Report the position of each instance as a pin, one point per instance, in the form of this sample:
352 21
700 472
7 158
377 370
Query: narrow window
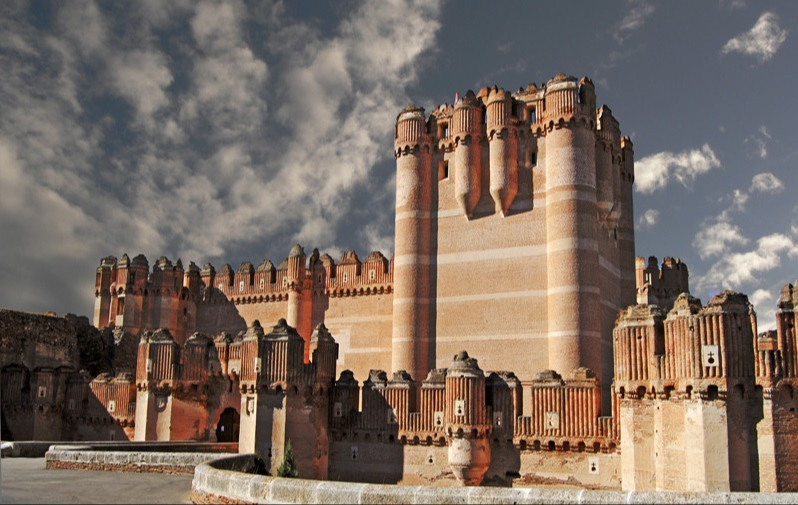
443 170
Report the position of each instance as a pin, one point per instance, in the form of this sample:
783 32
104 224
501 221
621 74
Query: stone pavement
---------------
* **Exercise instructions**: Restate the records word for word, omitting images.

* **Answer for the task**:
Report the position of each instance as a pin, one point per instance, in the form of this sample:
352 21
700 472
7 158
377 370
Query: narrow window
443 170
Report the position of each instance as a pin, one point per instance, in the form of this sample:
783 32
104 224
501 221
621 74
Query: stone pavement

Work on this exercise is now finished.